= Beginning of Section =

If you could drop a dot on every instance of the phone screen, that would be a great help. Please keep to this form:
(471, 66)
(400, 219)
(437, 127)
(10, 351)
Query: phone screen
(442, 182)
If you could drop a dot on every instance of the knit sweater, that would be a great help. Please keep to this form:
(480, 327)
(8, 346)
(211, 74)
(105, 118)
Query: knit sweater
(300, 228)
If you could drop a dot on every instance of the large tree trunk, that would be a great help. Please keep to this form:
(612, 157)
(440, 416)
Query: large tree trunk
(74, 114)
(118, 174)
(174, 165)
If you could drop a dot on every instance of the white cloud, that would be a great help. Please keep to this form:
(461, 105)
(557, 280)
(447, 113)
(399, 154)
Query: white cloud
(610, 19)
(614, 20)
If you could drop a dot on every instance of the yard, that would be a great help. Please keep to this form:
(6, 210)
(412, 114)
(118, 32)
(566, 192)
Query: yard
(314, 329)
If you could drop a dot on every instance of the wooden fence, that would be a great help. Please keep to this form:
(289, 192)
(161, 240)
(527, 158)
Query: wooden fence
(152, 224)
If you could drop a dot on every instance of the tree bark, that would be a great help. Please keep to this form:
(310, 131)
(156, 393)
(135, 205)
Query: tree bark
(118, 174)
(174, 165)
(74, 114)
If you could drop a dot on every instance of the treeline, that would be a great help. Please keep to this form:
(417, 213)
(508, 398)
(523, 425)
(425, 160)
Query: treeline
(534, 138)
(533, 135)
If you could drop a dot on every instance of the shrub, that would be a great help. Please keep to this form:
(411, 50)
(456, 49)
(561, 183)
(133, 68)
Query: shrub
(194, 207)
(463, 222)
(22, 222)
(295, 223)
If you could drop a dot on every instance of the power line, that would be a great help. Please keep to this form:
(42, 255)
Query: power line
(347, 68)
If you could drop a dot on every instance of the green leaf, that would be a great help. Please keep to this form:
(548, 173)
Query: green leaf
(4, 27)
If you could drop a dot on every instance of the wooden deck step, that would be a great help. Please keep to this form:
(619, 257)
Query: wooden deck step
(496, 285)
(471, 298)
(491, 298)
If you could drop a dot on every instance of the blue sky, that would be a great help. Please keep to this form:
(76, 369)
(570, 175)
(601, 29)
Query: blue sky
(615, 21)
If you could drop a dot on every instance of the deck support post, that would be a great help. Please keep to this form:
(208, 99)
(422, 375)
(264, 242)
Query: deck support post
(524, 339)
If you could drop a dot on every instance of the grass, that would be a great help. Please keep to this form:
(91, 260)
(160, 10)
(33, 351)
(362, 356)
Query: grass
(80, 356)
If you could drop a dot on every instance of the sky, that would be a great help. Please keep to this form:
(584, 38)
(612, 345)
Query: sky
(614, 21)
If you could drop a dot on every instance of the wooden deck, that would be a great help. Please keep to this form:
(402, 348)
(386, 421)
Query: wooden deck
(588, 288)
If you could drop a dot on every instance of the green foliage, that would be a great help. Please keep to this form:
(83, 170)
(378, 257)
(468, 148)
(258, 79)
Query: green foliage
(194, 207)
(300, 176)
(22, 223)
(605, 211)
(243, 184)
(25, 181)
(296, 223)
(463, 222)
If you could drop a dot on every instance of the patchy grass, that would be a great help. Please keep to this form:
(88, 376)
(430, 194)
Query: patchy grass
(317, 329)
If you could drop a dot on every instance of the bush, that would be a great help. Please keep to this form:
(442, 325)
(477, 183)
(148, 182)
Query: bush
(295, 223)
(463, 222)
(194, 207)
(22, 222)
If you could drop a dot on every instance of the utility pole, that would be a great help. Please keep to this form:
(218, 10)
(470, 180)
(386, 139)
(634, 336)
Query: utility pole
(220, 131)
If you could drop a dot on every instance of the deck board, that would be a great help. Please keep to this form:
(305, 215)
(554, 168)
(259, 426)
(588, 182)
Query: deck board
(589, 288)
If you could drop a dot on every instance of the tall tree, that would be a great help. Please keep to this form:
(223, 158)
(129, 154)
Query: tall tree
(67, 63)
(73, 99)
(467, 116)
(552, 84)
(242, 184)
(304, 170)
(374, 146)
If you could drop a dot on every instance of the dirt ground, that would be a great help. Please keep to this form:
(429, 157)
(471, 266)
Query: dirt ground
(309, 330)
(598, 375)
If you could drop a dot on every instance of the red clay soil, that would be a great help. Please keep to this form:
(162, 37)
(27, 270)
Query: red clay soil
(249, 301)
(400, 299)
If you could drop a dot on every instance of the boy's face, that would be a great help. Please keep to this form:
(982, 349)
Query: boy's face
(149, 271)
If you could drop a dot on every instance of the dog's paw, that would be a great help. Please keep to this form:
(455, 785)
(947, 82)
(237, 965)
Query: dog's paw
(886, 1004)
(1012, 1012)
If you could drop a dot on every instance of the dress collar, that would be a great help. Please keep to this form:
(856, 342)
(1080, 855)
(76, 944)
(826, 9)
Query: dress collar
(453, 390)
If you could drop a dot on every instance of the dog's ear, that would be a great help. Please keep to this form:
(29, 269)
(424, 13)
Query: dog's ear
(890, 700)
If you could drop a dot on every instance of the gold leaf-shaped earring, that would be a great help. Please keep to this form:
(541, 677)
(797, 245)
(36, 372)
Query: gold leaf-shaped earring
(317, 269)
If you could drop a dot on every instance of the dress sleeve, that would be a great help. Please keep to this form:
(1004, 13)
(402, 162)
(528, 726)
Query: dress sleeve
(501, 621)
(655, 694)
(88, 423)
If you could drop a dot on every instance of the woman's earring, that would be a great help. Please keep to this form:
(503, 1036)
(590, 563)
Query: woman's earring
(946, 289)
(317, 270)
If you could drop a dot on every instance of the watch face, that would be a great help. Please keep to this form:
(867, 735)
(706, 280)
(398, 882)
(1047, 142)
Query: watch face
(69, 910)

= End of Section =

Task instructions
Your answer should consist of every entry, repeated exactly.

Problem solution
If you could drop a dot on every instance of the phone screen, that would be a great help. Please keep to this form:
(471, 66)
(400, 219)
(437, 127)
(10, 351)
Query: phone screen
(442, 182)
If you could drop a dot on every instance of the knit sweater, that would be a great help. Please keep to this form:
(480, 327)
(8, 346)
(211, 74)
(105, 118)
Query: knit sweater
(300, 228)
If you could drop a dot on every instance of the large tree trunk, that would be a great help. Please keep to this form:
(612, 157)
(440, 416)
Query: large tree trunk
(74, 114)
(118, 174)
(174, 165)
If you could drop a dot on every instance of the white cloud, that would be a great help. Please keep to this form:
(461, 105)
(557, 280)
(447, 113)
(399, 154)
Query: white cloud
(610, 19)
(614, 20)
If you could drop a dot on every instance of the yard, that would be a great help. Please keep to this form:
(6, 210)
(412, 114)
(118, 32)
(566, 192)
Query: yard
(314, 329)
If you could drop a dot on every instance of the wooden fence, that would be a great help. Please keep to this form:
(289, 192)
(161, 240)
(527, 158)
Query: wooden fence
(152, 224)
If you could drop a dot on every instance of the tree bark, that would be a great help. Please keep to this form:
(310, 131)
(156, 393)
(135, 205)
Query: tree bark
(118, 174)
(174, 165)
(74, 114)
If you could drop a dot on every instance of the treeline, that would be a great help. Please keep to this form:
(417, 213)
(508, 398)
(523, 425)
(425, 160)
Query: treeline
(534, 138)
(533, 135)
If you could drop a dot on every instance of the shrub, that would be a great help. Please keep to this form:
(411, 50)
(456, 49)
(561, 183)
(133, 68)
Query: shrub
(194, 207)
(463, 222)
(22, 222)
(295, 223)
If you could drop a dot on every instance of the power line, that would be a great help. Please keep to this form:
(42, 255)
Query: power line
(347, 68)
If you could drop a dot on every instance of the green leaf, that would be a great help. Please keep to this form:
(548, 173)
Query: green leaf
(4, 27)
If you could drop a dot on every instance of the wooden deck step, that would be a great help. Please keep to this form:
(619, 257)
Query: wooden deck step
(496, 285)
(471, 298)
(491, 298)
If you could drop a dot on every instance of the blue sky, that would be a great help. Please keep to this form:
(76, 369)
(570, 175)
(601, 29)
Query: blue sky
(615, 21)
If you could drop a dot on every instance of the deck support post, that would be a great help. Please keep to this form:
(208, 99)
(422, 375)
(264, 242)
Query: deck support post
(524, 339)
If you could drop a dot on every instance of the grass, that would be a great help. Please keep to this form:
(91, 260)
(160, 10)
(33, 351)
(362, 356)
Query: grass
(80, 356)
If you could drop a dot on every instance of the sky, that would be a great help. Please keep to this form:
(584, 38)
(612, 345)
Query: sky
(614, 21)
If you could drop a dot on every instance of the wooden deck, that would be a great help. Please keep to this form:
(402, 348)
(386, 421)
Query: wooden deck
(588, 288)
If you could drop a dot on every instance of the green foliage, that would be a great help. Please keep to this form:
(83, 170)
(378, 257)
(468, 148)
(258, 79)
Query: green foliage
(194, 207)
(300, 176)
(22, 223)
(605, 211)
(243, 184)
(25, 181)
(296, 223)
(463, 222)
If you could drop a dot on every instance of the patchy grass, that would be a great help. Please keep to this form:
(88, 376)
(430, 194)
Query: patchy grass
(317, 329)
If you could drop a dot on every instance of the bush, that would be a great help. Please keep to this form:
(442, 325)
(477, 183)
(148, 182)
Query: bush
(295, 223)
(463, 222)
(194, 207)
(22, 222)
If you could drop a dot on every instance of the utility pole, that would be a great help. Please keep to this form:
(218, 10)
(470, 180)
(386, 139)
(634, 336)
Query: utility pole
(220, 131)
If you could drop a dot on every instance of the deck board, that would be a great help. Please keep to this form:
(305, 215)
(554, 168)
(259, 426)
(588, 182)
Query: deck board
(589, 288)
If you could drop a dot on every instance of the tall tree, that would be a great help. Please keep to this form:
(223, 158)
(129, 154)
Query: tall tree
(67, 63)
(73, 99)
(467, 116)
(552, 84)
(242, 184)
(304, 170)
(374, 146)
If you could drop a dot on every instance of the dirt ground, that would be a great help. Please keep to this form:
(429, 157)
(471, 266)
Query: dirt ground
(309, 330)
(598, 375)
If you could drop a dot on every instance of the red clay soil, that would be a great help. Please keep to this form:
(162, 37)
(27, 270)
Query: red clay soil
(249, 301)
(400, 299)
If you could drop a dot on every instance of the boy's face, that would be a great help. Please keep to this form:
(982, 349)
Query: boy's face
(149, 271)
If you could drop a dot on every instance of the dog's paw, that would be a great help. Please keep to this form:
(455, 785)
(947, 82)
(237, 965)
Query: dog's paw
(886, 1004)
(1012, 1012)
If you could drop a dot on every instance of the dress collar, that would be a great help. Please keep to this form:
(856, 342)
(1080, 855)
(76, 944)
(826, 9)
Query: dress collar
(453, 390)
If you could drop a dot on every instance of the dog's ear, that would be a great help. Please keep to this form:
(29, 269)
(424, 13)
Query: dog's ear
(890, 700)
If you could drop a dot on every instance of the gold leaf-shaped earring, that would be a great help. Please keep to this form:
(541, 677)
(797, 245)
(36, 372)
Query: gold leaf-shaped earring
(317, 269)
If you could drop a dot on every instance of the dress sleeve, that would be a great help. Please keep to this form:
(1004, 13)
(402, 162)
(528, 726)
Query: dress sleeve
(501, 621)
(655, 694)
(88, 423)
If you could drop a dot on every instance of the woman's earring, that would be a great help. Please keep to this form:
(503, 1036)
(590, 563)
Query: woman's earring
(946, 289)
(317, 270)
If you could drop a dot on every instance of the watch face, that would be a great help. Please keep to this form:
(867, 735)
(706, 280)
(398, 882)
(1047, 142)
Query: watch face
(69, 910)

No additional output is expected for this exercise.